▶ _Task to complete_:
Return the records, each one exactly as written.

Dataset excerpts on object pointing

....

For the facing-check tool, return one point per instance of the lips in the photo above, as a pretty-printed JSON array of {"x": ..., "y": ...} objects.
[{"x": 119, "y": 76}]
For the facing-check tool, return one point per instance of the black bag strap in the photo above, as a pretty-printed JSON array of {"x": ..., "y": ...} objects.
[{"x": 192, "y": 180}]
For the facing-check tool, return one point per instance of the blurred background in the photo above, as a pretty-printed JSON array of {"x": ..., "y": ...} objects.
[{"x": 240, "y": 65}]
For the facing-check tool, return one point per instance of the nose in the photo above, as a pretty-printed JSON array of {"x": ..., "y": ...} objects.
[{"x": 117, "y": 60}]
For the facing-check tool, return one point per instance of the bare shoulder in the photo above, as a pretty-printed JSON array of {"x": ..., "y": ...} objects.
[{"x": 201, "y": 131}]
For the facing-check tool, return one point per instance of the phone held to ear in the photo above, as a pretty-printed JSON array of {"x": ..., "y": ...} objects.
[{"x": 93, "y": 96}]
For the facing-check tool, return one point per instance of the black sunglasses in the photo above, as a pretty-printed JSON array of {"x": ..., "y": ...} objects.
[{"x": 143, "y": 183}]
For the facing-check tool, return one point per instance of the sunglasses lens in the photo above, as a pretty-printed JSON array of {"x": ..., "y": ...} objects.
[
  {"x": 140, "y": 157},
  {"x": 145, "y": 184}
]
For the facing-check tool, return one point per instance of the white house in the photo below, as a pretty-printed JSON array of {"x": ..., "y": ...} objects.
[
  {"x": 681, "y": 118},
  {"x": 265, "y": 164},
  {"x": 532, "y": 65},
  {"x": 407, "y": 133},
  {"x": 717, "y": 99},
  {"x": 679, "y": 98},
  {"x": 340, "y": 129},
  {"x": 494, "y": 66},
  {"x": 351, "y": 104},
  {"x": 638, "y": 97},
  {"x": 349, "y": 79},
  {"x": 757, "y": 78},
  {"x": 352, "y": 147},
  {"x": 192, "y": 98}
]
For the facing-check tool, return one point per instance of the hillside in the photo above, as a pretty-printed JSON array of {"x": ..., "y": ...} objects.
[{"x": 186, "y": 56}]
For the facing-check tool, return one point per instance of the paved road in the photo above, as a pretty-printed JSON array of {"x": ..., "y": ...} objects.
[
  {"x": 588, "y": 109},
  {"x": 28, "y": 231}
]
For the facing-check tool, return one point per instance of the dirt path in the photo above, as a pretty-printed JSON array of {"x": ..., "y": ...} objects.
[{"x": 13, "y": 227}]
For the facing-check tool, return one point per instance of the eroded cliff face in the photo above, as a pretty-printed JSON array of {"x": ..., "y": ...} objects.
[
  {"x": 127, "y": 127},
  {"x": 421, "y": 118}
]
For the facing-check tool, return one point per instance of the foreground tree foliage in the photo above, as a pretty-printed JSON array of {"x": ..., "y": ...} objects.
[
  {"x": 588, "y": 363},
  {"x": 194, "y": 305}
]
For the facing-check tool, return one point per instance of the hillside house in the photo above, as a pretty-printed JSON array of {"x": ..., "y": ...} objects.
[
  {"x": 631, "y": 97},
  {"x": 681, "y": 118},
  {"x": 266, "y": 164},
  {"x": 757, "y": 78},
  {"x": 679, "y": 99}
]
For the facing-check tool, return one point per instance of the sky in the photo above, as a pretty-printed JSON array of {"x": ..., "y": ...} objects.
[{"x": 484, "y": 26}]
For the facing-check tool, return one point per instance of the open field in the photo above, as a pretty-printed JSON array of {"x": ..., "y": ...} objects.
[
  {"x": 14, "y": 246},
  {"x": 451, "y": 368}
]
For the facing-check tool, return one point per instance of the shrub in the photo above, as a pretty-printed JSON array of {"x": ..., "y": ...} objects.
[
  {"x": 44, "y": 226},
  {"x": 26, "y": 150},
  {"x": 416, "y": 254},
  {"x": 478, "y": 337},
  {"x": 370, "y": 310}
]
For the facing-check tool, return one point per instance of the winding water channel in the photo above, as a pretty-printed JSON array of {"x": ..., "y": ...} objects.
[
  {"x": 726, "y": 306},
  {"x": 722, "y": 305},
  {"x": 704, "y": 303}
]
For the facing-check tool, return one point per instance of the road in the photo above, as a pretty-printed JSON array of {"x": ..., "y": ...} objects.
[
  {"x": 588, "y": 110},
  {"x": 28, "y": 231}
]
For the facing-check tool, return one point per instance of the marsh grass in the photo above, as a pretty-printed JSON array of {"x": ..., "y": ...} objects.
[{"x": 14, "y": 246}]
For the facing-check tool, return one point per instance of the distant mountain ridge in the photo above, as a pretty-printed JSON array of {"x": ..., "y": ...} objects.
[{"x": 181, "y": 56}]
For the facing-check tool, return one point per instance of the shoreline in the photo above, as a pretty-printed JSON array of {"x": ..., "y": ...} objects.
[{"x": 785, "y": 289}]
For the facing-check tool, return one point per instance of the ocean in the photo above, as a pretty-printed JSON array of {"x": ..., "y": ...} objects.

....

▶ _Complete output_:
For the facing-check tool, return one point per instance of the lips in the photo above, as a pretty-printed JSON array of {"x": ..., "y": ...} objects.
[{"x": 119, "y": 76}]
For the facing-check tool, return one point per instance of the black bag strap in the photo above, as a pretty-printed JSON array of {"x": ..., "y": ...} objects.
[{"x": 192, "y": 180}]
For the facing-check tool, return one point per instance of the blurred background in the photo above, as a pretty-printed JSON array of {"x": ..., "y": ...} objects.
[{"x": 240, "y": 65}]
For the facing-check tool, return one point per instance of the nose in the photo above, as a pretty-printed JSON array of {"x": ..., "y": ...} objects.
[{"x": 117, "y": 60}]
For the facing-check tool, return one point per instance of the bare shoulder in the photo above, as a pretty-printed JSON array of {"x": ..., "y": ...} objects.
[{"x": 201, "y": 131}]
For the facing-check tool, return one point per instance of the phone held to ear in the photo above, as a pretty-printed JSON array of {"x": ..., "y": ...} objects.
[{"x": 93, "y": 96}]
For the facing-check tool, return one point per instance of the black sunglasses in the photo above, as a pretty-printed JSON array of {"x": ..., "y": ...} objects.
[{"x": 143, "y": 183}]
For the facing-check tool, return one point per instance of the sunglasses lens in the photo above, as a pretty-printed JSON array of {"x": ..., "y": ...} objects.
[
  {"x": 140, "y": 157},
  {"x": 145, "y": 184}
]
For the facing-check tool, return one point per instance of the white house in the photo below, as a pretty-printed JSON array of {"x": ..., "y": ...} objects.
[
  {"x": 681, "y": 118},
  {"x": 265, "y": 164},
  {"x": 532, "y": 65},
  {"x": 407, "y": 133},
  {"x": 717, "y": 99},
  {"x": 679, "y": 98},
  {"x": 340, "y": 129},
  {"x": 494, "y": 66},
  {"x": 351, "y": 104},
  {"x": 638, "y": 97},
  {"x": 349, "y": 79},
  {"x": 757, "y": 78},
  {"x": 352, "y": 147},
  {"x": 192, "y": 98}
]
For the facing-check tool, return one point per instance of the hillside in the photo above, as a pretty-printed JSON array of {"x": ..., "y": ...} objects.
[{"x": 186, "y": 56}]
For the facing-check tool, return one point per instance of the paved road in the photo above, as a pretty-printed JSON array of {"x": ..., "y": ...} objects.
[
  {"x": 588, "y": 109},
  {"x": 28, "y": 231}
]
For the facing-check tool, return one point per instance of the dirt path in the photo above, as a pretty-printed JSON array of {"x": ..., "y": ...} objects.
[{"x": 13, "y": 227}]
For the facing-check tool, return one point per instance of the eroded cliff face in the photo above, as a pretty-printed JSON array of {"x": ..., "y": ...} objects.
[
  {"x": 127, "y": 127},
  {"x": 421, "y": 118}
]
For the facing-check tool, return one point per instance of the foreground tree foliage in the photo above, as a pretty-printed JSON array of {"x": ..., "y": ...} objects.
[
  {"x": 588, "y": 363},
  {"x": 194, "y": 305}
]
For the facing-check tool, return one point per instance of the hillside house in the photo above, as a pretty-printed JSON array of {"x": ..., "y": ...} objects.
[
  {"x": 631, "y": 97},
  {"x": 681, "y": 118},
  {"x": 266, "y": 164},
  {"x": 757, "y": 78},
  {"x": 679, "y": 99}
]
For the facing-check tool, return one point per instance of the sky in the photo above, as a pretty-printed JSON array of {"x": ..., "y": ...} objects.
[{"x": 484, "y": 26}]
For the facing-check tool, return one point per instance of the open field in the photo above, as a pretty-printed JSON array of {"x": ..., "y": ...} objects.
[
  {"x": 14, "y": 246},
  {"x": 451, "y": 368}
]
For the facing-check tool, return one point per instance of the shrub in the photo above, as a pretty-printed JSON array of {"x": ..., "y": ...} objects.
[
  {"x": 44, "y": 226},
  {"x": 26, "y": 150},
  {"x": 416, "y": 254},
  {"x": 478, "y": 337},
  {"x": 370, "y": 310}
]
For the facing-check tool, return one point per instance of the winding water channel in the photo above, as a pretty-printed JSON array of {"x": ..., "y": ...} objects.
[
  {"x": 726, "y": 306},
  {"x": 722, "y": 305},
  {"x": 704, "y": 303}
]
For the facing-check tool, return one point per instance of the road in the photo above, as a pretty-printed JSON array of {"x": ..., "y": ...} objects.
[
  {"x": 588, "y": 110},
  {"x": 28, "y": 231}
]
For the facing-check tool, return one point per instance of the marsh grass in the photo above, as a pretty-printed JSON array of {"x": ..., "y": ...} objects.
[{"x": 14, "y": 246}]
For the facing-check tool, return one point per instance of the distant mountain ridge in the photo above, as a pretty-printed JSON array of {"x": ..., "y": ...} objects.
[{"x": 181, "y": 56}]
For the facing-check tool, return one point per instance of the shoreline in the photo above, as a pretty-printed JSON array of {"x": ..., "y": ...} objects.
[{"x": 785, "y": 289}]
For the facing-check tool, return one point per instance of the ocean in the photo above, as a pretty-printed JSON array of {"x": ..., "y": ...} objects.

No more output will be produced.